• Work instruction
Find the lines holding the string "bush" in the data, then copy all of them.

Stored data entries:
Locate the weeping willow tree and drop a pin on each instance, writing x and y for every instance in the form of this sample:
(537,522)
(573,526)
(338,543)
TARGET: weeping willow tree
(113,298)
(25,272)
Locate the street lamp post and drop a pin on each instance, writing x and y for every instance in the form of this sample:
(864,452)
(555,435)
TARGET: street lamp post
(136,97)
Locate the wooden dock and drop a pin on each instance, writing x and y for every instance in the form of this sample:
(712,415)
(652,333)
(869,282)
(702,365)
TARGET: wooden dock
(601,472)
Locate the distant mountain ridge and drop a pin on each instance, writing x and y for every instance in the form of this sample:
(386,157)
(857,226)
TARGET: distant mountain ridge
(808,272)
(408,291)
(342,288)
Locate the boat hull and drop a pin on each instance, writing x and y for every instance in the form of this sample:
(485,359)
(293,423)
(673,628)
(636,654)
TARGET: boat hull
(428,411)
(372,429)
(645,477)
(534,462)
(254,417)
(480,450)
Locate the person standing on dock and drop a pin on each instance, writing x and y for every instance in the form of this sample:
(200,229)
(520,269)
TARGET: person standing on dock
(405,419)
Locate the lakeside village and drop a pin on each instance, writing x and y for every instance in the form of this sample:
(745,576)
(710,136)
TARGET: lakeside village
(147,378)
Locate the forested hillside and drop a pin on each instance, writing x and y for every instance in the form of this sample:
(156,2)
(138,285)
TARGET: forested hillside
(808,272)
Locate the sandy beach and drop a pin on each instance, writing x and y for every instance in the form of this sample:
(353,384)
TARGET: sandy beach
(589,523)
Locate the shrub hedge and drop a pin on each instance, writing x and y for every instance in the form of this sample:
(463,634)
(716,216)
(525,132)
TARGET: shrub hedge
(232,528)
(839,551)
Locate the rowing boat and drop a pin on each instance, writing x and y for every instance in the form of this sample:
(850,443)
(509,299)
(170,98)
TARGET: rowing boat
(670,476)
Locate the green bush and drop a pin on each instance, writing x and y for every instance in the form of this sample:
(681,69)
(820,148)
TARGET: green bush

• Written response
Locate the green bush and drop a pin on each instance, writing x and y for every instance in the form of this sample:
TARGET: green bush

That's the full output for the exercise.